- _正文_
++++++++++
『算法-ACM 竞赛-CodeForces』227D Naughty Stone Piles （贪心+递归+递推）

Description
There are n piles of stones of sizes a1, a2, …, an lying on the table in front of you.

During one move you can take one pile and add it to the other. As you add pile i to pile j, the size of pile j increases by the current size of pile i, and pile i stops existing. The cost of the adding operation equals the size of the added pile.

Your task is to determine the minimum cost at which you can gather all stones in one pile.

To add some challenge, the stone piles built up conspiracy and decided that each pile will let you add to it not more than k times (after that it can only be added to another pile).

Moreover, the piles decided to puzzle you completely and told you q variants (not necessarily distinct) of what k might equal.

Your task is to find the minimum cost for each of q variants.

Input
The first line contains integer n (1 ≤ n ≤ 105) — the number of stone piles. The second line contains n space-separated integers: a1, a2, …, an (1 ≤ ai ≤ 109) — the initial sizes of the stone piles.

The third line contains integer q (1 ≤ q ≤ 105) — the number of queries. The last line contains q space-separated integers k1, k2, …, kq (1 ≤ ki ≤ 105) — the values of number k for distinct queries. Note that numbers ki can repeat.

Output
Print q whitespace-separated integers — the answers to the queries in the order, in which the queries are given in the input.

Please, do not use the %lld specifier to read or write 64-bit integers in C++. It is preferred to use the cin, cout streams or the %I64d specifier.
++++++++++
- _条目列表_
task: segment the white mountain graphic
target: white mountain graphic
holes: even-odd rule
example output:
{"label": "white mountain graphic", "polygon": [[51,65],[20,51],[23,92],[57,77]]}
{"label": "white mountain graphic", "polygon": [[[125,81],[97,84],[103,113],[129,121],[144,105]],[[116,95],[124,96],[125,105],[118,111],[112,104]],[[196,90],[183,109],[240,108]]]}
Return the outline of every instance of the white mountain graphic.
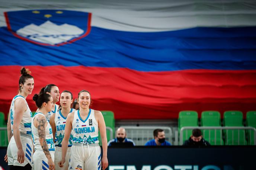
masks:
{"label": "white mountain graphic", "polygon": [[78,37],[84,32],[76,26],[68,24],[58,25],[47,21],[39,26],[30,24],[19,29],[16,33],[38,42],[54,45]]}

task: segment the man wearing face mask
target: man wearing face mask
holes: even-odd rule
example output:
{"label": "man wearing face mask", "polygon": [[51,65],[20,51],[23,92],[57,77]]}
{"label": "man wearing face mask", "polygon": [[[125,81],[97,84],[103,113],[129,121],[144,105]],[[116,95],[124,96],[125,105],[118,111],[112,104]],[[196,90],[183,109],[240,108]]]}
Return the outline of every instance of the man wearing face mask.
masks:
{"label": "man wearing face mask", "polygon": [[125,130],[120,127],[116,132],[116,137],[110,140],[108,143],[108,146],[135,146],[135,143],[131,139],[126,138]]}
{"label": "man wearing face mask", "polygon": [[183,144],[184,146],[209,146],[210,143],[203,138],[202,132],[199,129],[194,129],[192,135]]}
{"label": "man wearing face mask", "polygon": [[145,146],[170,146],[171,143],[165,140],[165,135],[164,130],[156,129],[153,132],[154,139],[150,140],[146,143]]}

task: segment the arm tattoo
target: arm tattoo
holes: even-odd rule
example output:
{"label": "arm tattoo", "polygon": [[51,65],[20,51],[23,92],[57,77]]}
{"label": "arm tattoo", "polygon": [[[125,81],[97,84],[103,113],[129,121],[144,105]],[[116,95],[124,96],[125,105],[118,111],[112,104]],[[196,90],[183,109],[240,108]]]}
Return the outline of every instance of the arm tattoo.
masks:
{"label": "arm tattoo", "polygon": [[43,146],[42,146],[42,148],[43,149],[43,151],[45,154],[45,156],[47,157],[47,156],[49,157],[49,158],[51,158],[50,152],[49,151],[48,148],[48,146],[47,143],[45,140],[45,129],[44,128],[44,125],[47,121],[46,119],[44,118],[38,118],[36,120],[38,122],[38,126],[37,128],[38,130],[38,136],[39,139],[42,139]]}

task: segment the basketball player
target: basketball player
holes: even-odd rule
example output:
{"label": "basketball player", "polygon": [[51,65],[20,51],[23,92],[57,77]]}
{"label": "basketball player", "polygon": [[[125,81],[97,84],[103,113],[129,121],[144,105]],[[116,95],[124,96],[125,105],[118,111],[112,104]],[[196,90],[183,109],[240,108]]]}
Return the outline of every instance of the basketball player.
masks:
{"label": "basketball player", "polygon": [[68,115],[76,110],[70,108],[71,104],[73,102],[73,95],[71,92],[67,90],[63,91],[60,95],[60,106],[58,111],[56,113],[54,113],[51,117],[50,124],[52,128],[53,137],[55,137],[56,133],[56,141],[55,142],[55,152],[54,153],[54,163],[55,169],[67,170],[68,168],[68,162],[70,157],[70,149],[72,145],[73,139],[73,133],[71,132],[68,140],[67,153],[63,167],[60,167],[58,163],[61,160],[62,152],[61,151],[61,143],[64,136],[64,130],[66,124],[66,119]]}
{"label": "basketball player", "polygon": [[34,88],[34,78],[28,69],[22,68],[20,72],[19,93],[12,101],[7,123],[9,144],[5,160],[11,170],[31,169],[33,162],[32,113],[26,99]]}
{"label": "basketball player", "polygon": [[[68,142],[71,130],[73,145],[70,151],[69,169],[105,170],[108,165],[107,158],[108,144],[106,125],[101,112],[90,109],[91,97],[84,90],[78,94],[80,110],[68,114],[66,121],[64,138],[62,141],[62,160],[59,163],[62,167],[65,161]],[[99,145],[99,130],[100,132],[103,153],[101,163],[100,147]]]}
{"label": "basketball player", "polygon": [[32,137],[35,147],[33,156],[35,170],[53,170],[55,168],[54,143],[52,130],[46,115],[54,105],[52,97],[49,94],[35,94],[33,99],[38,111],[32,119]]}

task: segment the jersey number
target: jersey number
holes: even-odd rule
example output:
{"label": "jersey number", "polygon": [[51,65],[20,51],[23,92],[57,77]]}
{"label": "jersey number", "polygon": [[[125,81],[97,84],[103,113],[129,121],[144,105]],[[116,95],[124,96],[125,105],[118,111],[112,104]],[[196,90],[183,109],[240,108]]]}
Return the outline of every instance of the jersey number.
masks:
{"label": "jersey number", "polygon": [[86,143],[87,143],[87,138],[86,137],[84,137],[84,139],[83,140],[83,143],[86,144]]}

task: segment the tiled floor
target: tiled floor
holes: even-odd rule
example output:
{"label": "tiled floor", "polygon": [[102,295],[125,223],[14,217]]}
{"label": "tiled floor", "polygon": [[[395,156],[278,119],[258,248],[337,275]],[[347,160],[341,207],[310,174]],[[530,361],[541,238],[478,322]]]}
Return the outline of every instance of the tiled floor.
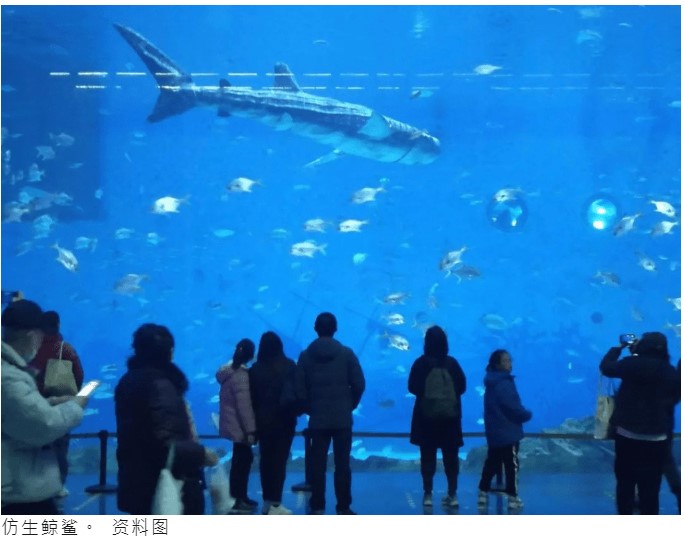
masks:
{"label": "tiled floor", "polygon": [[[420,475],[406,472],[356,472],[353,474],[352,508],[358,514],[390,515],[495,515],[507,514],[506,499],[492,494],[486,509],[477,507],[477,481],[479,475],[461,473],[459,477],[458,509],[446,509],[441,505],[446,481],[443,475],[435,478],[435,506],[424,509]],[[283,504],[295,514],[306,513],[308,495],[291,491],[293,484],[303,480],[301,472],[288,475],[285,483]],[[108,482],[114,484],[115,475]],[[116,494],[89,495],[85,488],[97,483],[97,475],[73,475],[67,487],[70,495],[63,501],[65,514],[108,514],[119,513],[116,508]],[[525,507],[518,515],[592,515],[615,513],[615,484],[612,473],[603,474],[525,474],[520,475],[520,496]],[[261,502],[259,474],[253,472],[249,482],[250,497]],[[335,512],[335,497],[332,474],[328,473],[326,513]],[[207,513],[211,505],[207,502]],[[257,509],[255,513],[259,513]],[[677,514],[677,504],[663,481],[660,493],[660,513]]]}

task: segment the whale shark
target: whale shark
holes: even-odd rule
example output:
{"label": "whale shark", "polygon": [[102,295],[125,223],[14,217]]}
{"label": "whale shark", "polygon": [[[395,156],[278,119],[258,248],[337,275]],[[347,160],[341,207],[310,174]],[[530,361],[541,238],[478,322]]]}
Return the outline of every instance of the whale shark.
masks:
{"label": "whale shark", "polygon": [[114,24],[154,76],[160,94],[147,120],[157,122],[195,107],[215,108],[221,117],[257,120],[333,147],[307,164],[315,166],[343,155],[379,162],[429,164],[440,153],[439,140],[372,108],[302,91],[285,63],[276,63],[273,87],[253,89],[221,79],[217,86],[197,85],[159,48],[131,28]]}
++++++++++
- _任务要求 1_
用两句话概括正文。
- _任务要求 2_
将正文中以“During one move”开头的那一段改写为要点列表，保留其主要事实。

- _预期输出 1_
桌上有 n 堆石子，每次可以把一堆并入另一堆，代价等于被并入那堆的大小，目标是用最小代价把所有石子合成一堆。另外每堆最多只允许其他堆并入它 k 次，题目给出 q 个可能重复的 k 值，要求对每个值分别求出最小代价。

- _预期输出 2_
- 每次操作可取一堆石子，并入另一堆。
- 把第 i 堆并入第 j 堆时，第 j 堆的大小增加第 i 堆当前的大小，第 i 堆随之不再存在。
- 这次合并的代价等于被并入那堆的大小。